PAGE EXTRACT:
+ + + + + + +

Covariate information was extracted for each prediction point and the top model was used to generate mean and standard deviation of population density (males/ha) for each prediction point. These were summed to calculate population sizes for each park and ecoregion. We compared mean population density per grid cell between national parks and corresponding ecoregion areas outside the parks using t-tests.
All model subsets performed well, with predicted mean population density showing a close positive correlation to observed count (Fig. 2) and AUC values between 0.6-0.7. For Olive-sided Flycatcher, the WETxFOR subset was the most selected in 91% of the 240 bootstrapped runs, followed by WETLANDS and WETNESS at 7% and 2% of cases, respectively. For the Canada Warbler, the WETNESS subset was selected at 100% of the bootstrapped runs.
For the Olive-sided Flycatcher, covariates with the highest selection frequency at each stage (Appendix 3) for the top model were CASFRIxDTW_PROP territory (91% of all runs), HT_STD territory (49%), COMPLEXITY territory (71%), FOOTPRINT territory (91%), and CONNECT territory (50%). Population density was highest in stands dominated by Picea spp. (but not Picea glauca), Picea mariana, and Abies spp., and lowest in stands dominated by Pinus spp. and deciduous trees. For all tree cover types, except Alnus spp., Olive-sided Flycatcher population density increased with a greater proportion of area buffer covered by forest with a corresponding DTW ≤ 1 m. Population density increased with DTW_PROP at both the local and territory scales. Population density also increased with lower mean canopy closure and standard deviation, and lower mean height. FOOTPRINT and ROAD had negative effects, whereas population density increased with greater COMPLEXITY and CONNECTIVITY. With regard to PROTECTION, sites in protected areas showed slightly higher population density than areas outside the parks.

+ + + + + + +

Labels for object points:
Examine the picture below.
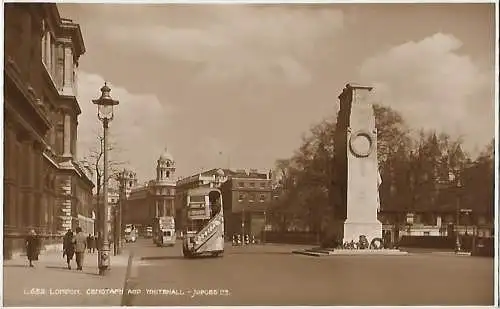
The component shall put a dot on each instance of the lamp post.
(105, 106)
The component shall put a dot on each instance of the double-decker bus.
(203, 223)
(164, 231)
(130, 233)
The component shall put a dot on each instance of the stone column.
(67, 135)
(68, 71)
(362, 166)
(48, 54)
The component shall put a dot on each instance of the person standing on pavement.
(68, 247)
(94, 243)
(32, 247)
(80, 241)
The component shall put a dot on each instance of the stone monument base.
(352, 231)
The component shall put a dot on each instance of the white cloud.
(137, 129)
(243, 41)
(435, 87)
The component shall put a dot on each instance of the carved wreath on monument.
(361, 144)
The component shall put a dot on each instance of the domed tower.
(165, 167)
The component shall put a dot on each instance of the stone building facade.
(155, 198)
(45, 187)
(246, 195)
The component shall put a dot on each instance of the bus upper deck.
(204, 223)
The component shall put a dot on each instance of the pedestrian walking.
(93, 244)
(80, 241)
(32, 247)
(68, 247)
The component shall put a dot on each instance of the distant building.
(155, 198)
(45, 187)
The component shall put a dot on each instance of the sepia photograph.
(234, 153)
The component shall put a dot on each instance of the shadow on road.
(175, 257)
(260, 252)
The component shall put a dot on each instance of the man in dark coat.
(68, 247)
(32, 247)
(80, 241)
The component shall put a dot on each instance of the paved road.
(270, 275)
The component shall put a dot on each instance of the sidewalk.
(50, 283)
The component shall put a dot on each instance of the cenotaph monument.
(356, 171)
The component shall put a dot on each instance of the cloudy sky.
(238, 85)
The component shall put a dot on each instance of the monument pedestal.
(352, 230)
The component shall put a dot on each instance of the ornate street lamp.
(105, 106)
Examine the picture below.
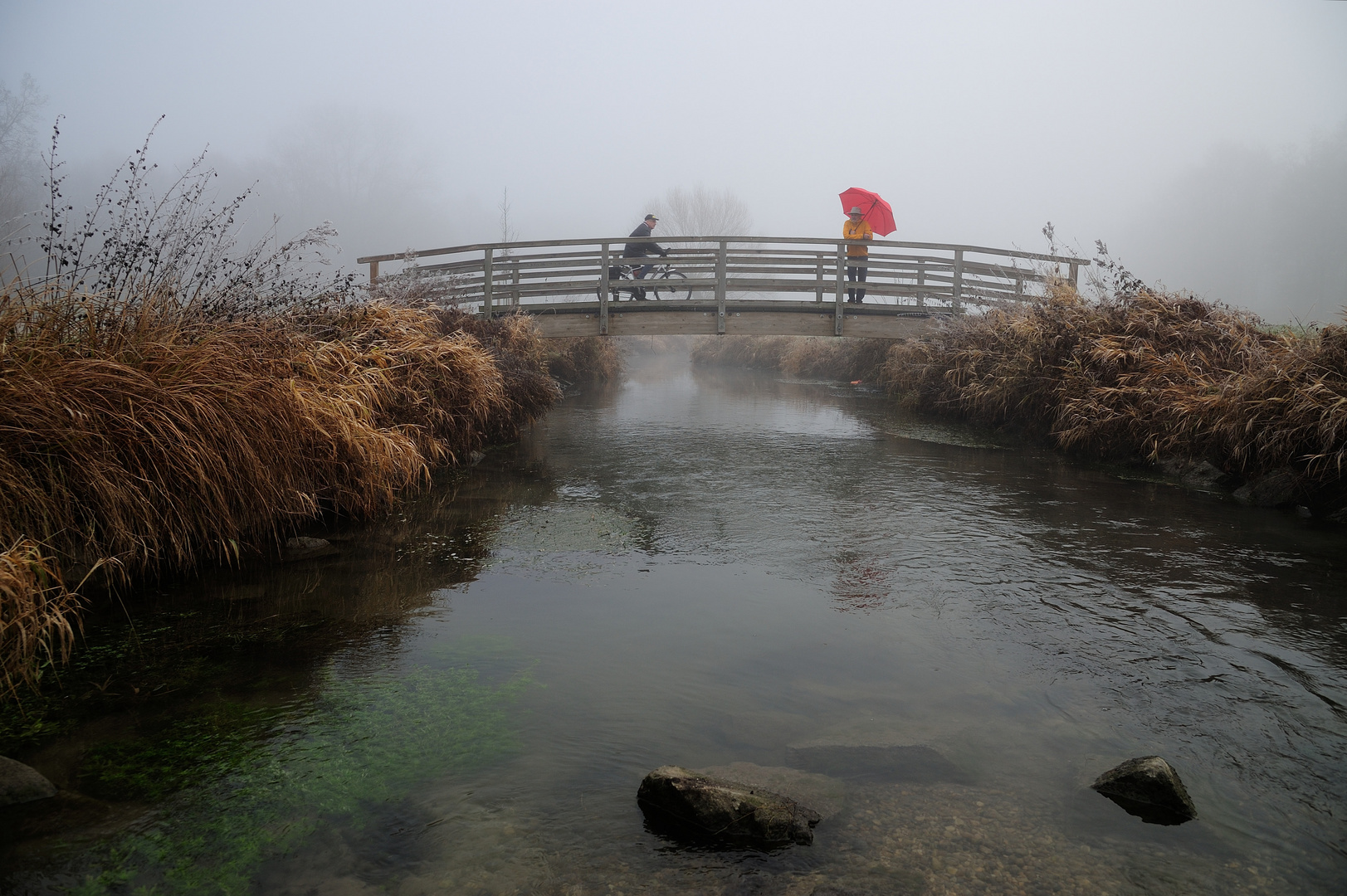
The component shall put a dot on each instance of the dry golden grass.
(590, 358)
(1154, 375)
(826, 358)
(38, 615)
(151, 440)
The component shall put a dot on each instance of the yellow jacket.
(857, 232)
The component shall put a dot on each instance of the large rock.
(1273, 489)
(22, 785)
(880, 762)
(303, 548)
(822, 794)
(1200, 475)
(1149, 788)
(687, 802)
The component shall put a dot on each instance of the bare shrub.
(38, 615)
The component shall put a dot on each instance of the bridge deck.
(745, 317)
(908, 283)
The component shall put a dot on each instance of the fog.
(1206, 143)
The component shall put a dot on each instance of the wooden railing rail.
(927, 276)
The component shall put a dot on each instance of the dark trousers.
(856, 272)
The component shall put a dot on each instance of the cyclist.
(644, 248)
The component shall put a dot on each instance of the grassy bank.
(1204, 391)
(1149, 375)
(140, 438)
(814, 358)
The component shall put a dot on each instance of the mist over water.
(707, 567)
(1202, 142)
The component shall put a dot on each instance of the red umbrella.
(873, 209)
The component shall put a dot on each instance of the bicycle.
(663, 279)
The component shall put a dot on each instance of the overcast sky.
(979, 121)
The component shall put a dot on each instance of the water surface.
(704, 567)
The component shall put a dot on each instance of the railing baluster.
(721, 276)
(957, 285)
(603, 293)
(837, 310)
(486, 283)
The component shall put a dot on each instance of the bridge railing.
(925, 276)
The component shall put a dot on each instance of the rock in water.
(822, 794)
(22, 785)
(1149, 788)
(721, 809)
(303, 548)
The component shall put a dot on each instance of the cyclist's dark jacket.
(642, 250)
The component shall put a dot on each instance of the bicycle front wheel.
(672, 285)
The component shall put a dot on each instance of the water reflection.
(709, 567)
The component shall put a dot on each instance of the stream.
(705, 567)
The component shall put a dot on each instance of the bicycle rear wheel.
(672, 285)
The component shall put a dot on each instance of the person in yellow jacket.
(858, 231)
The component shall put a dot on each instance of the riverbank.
(1199, 391)
(144, 441)
(573, 612)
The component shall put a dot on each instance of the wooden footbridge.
(729, 285)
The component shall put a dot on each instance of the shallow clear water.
(702, 567)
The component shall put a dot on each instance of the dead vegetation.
(166, 402)
(589, 358)
(1144, 373)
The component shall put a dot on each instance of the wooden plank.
(486, 283)
(957, 285)
(754, 240)
(663, 324)
(737, 324)
(559, 326)
(837, 304)
(603, 290)
(720, 290)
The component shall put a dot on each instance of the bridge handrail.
(530, 244)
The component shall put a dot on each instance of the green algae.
(364, 744)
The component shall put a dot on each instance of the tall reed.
(1145, 373)
(827, 358)
(168, 397)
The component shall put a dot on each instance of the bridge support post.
(837, 310)
(720, 287)
(957, 283)
(603, 291)
(486, 283)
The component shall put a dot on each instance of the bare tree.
(21, 162)
(702, 212)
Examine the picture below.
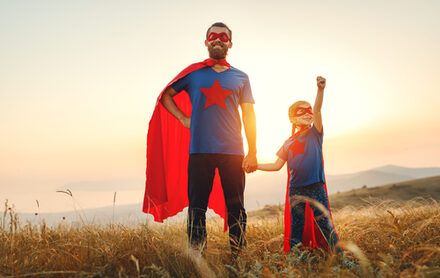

+ + + + + + +

TASKS:
A) In the bird population density text, which model subset was selected in all of the bootstrapped runs for the Canada Warbler?
B) Pick up the text on bird population density after its final sentence and keep writing it.

PER-TASK OUTPUTS:
A) The WETNESS subset.

B)
For the Canada Warbler top model, DTW_STD territory (100%), CASFRI territory (78%), CANCL_STD point (60%), COMPLEXITY territory (96%), FOOTPRINT territory (94%), CONNECTIVITY (99.2%), and PROTECTION (46%) were the most frequently selected covariates (Appendix 3). Highest densities of Canada Warblers (Appendix 4) were predicted for stands with high proportions of Abies spp., Alnus spp., Picea spp., Picea mariana, and lowest population densities were reported for stands dominated by Acer spp., Larix spp., Picea glauca, and Pinus spp. Higher DTW_PROP point supported higher population densities of Canada Warbler, with a larger effect size at the territory scale (250 m radius). Lower DTW_STD values were associated with higher population densities. Highest population density estimates were also associated with median values of CANCL_STD, HT_STD, and HT_AV at both scales. Higher COMPLEXITY and CONNECTEDNESS were predicted to support higher population density. Population density was predicted to be negatively impacted by FOOTPRINT and was lower closer to ROADS. When considering PROTECTION, population densities were slightly lower in protected areas. Scatterplots and boxplots detailing the effects of each final model covariate on estimated mean population density for both species can be found in Appendix 4.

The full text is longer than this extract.